__Your task__
Recast everything below, from the line containing "Locate the mountain" down to the line containing "[420,11,457,26]", as a JSON list of strings with one string per line and blank lines left out.

++++++++++

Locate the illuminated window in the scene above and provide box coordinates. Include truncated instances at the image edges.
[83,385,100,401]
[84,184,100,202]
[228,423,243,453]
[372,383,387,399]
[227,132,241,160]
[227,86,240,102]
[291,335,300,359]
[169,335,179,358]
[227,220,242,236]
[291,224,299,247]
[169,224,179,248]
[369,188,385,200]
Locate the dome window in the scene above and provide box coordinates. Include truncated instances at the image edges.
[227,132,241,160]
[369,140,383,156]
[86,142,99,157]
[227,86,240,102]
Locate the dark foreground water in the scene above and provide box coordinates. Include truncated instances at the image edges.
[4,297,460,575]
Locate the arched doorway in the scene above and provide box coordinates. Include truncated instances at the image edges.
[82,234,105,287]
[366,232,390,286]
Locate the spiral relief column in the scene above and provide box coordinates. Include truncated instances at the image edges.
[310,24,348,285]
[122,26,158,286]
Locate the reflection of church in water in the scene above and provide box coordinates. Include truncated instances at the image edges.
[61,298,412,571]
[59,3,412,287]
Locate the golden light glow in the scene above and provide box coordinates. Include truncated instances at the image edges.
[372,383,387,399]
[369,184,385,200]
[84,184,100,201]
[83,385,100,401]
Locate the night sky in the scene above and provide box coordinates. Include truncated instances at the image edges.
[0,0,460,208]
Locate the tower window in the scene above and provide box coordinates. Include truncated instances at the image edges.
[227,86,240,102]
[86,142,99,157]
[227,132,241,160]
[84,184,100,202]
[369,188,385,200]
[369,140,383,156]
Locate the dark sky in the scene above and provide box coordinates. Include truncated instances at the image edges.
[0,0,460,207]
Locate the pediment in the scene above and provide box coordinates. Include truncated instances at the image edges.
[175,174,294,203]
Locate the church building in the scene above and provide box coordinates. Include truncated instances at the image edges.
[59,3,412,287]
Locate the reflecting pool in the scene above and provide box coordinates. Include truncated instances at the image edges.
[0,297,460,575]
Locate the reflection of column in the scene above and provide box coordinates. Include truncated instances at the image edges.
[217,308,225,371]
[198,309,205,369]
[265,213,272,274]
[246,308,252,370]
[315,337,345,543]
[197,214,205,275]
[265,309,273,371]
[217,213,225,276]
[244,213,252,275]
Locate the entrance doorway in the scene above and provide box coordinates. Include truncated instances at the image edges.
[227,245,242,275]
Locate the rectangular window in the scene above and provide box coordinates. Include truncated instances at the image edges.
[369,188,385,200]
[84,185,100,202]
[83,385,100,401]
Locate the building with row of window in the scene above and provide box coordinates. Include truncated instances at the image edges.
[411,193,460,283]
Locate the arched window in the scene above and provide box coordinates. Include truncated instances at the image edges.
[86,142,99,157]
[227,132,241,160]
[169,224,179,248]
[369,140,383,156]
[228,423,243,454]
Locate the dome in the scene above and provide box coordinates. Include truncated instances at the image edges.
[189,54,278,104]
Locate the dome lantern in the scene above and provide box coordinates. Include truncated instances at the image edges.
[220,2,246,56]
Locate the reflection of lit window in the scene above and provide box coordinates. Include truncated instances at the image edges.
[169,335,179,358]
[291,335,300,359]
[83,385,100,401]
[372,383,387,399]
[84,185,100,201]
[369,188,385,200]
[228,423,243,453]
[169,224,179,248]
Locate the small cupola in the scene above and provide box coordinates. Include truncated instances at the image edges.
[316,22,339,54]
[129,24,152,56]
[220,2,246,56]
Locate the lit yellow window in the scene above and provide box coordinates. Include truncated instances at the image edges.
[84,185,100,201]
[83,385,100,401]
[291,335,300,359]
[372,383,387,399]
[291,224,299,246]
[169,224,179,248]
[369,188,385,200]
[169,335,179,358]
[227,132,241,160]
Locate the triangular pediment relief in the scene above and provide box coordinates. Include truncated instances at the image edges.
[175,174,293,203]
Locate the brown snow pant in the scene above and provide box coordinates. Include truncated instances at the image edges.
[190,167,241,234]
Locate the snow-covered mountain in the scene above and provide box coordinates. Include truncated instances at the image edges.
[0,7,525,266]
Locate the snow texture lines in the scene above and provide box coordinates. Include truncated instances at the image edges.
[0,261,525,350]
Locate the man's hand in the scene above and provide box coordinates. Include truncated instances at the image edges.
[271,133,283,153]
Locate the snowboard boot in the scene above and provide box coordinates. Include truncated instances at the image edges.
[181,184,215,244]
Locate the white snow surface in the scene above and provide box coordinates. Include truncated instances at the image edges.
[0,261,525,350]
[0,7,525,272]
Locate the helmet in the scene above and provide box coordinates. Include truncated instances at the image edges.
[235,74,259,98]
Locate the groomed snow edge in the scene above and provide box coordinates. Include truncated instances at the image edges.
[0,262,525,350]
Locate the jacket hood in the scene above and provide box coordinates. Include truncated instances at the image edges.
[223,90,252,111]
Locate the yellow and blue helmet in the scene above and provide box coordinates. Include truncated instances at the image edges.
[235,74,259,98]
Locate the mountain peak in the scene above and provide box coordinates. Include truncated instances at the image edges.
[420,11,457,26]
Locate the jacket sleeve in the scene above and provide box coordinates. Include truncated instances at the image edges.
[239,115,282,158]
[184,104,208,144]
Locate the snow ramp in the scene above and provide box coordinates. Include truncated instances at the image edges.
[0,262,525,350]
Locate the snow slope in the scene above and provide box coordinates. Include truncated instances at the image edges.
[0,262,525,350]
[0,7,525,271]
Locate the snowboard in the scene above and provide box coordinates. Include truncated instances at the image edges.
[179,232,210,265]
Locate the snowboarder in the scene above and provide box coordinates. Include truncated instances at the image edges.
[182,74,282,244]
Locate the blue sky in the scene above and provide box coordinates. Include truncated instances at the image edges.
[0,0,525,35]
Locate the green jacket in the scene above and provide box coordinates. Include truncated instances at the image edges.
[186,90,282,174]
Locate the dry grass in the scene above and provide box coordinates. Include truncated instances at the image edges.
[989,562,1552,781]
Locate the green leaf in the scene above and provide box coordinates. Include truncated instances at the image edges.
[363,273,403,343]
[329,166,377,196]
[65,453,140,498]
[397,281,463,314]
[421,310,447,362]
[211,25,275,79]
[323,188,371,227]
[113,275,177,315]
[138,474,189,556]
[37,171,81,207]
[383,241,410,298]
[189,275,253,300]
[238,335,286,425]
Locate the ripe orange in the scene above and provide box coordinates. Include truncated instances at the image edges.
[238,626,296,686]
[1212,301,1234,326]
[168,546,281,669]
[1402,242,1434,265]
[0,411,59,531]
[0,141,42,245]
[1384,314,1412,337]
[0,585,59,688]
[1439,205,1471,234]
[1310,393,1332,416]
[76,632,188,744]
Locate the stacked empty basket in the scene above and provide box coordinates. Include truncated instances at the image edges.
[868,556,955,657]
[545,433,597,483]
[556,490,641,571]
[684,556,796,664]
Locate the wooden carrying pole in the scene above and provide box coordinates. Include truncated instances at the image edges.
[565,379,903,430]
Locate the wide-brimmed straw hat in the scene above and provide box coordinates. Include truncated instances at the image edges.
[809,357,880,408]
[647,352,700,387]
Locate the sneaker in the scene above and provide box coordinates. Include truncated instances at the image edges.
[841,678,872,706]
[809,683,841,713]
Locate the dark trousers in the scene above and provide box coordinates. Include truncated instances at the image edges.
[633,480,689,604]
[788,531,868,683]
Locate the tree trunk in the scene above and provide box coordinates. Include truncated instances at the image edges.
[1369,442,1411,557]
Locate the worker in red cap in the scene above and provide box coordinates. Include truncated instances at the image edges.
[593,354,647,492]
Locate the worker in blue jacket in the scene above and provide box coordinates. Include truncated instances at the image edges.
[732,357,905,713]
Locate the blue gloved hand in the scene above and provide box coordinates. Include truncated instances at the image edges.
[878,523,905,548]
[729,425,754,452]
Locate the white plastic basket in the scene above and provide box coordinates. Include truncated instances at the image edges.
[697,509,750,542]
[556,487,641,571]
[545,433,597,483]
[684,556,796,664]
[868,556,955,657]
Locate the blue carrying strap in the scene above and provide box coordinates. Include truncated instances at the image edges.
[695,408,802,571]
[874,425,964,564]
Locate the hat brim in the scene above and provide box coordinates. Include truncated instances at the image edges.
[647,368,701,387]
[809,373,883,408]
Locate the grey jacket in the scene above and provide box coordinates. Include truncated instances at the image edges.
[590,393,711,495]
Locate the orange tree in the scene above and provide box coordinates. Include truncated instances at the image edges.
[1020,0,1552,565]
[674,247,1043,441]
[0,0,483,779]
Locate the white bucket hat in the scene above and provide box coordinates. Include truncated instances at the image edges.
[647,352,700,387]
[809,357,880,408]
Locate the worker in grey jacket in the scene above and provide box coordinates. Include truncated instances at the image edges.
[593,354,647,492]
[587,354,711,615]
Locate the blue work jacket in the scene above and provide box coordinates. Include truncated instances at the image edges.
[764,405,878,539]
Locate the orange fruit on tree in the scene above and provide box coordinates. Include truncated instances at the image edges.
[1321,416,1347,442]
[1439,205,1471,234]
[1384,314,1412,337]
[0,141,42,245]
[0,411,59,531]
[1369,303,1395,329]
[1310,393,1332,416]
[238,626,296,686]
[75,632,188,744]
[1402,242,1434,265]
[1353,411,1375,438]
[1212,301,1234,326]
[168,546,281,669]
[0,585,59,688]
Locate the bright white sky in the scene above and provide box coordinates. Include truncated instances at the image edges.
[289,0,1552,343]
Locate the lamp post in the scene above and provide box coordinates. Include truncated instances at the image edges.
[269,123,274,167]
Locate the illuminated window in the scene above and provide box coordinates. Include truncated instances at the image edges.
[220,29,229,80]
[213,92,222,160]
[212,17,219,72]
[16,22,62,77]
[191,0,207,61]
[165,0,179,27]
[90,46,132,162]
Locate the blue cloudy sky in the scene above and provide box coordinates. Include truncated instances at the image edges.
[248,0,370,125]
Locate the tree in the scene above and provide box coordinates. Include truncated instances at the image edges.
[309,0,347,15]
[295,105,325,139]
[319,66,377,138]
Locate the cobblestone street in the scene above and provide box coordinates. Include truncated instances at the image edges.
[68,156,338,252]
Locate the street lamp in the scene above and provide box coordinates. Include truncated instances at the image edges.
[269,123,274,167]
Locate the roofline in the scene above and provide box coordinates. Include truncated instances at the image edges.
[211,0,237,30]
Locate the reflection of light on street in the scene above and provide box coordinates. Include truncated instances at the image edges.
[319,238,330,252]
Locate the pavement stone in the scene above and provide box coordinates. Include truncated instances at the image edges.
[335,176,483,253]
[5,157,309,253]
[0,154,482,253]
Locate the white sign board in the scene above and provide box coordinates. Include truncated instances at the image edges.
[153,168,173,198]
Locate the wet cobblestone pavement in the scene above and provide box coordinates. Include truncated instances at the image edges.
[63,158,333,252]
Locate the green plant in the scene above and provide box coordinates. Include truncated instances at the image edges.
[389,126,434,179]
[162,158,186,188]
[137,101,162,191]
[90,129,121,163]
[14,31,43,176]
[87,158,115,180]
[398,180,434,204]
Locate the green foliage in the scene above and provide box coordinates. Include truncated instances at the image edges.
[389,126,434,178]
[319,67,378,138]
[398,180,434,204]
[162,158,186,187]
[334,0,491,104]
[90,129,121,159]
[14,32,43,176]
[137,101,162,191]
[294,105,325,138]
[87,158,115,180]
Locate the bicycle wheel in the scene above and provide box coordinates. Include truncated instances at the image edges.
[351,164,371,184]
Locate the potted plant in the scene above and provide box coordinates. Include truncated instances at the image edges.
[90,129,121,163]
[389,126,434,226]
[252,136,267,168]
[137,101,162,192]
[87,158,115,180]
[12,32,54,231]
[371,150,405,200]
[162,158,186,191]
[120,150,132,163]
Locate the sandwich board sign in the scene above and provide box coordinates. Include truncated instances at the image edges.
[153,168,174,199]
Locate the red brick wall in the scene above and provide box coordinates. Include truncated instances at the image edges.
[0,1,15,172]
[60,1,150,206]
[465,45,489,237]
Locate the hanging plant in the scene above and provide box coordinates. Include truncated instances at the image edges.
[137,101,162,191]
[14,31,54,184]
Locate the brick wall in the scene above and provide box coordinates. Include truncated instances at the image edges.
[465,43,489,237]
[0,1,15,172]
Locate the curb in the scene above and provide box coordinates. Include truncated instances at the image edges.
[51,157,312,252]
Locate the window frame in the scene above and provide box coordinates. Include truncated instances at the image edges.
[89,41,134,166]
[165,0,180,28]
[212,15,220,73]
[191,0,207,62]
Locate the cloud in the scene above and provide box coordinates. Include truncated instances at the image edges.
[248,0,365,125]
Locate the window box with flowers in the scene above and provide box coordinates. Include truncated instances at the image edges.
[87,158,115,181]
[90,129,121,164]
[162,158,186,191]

++++++++++

__Finished task__
[
  "Locate the mountain peak in the scene above and provide box coordinates. Include truncated instances at the image edges.",
  "[420,11,457,26]"
]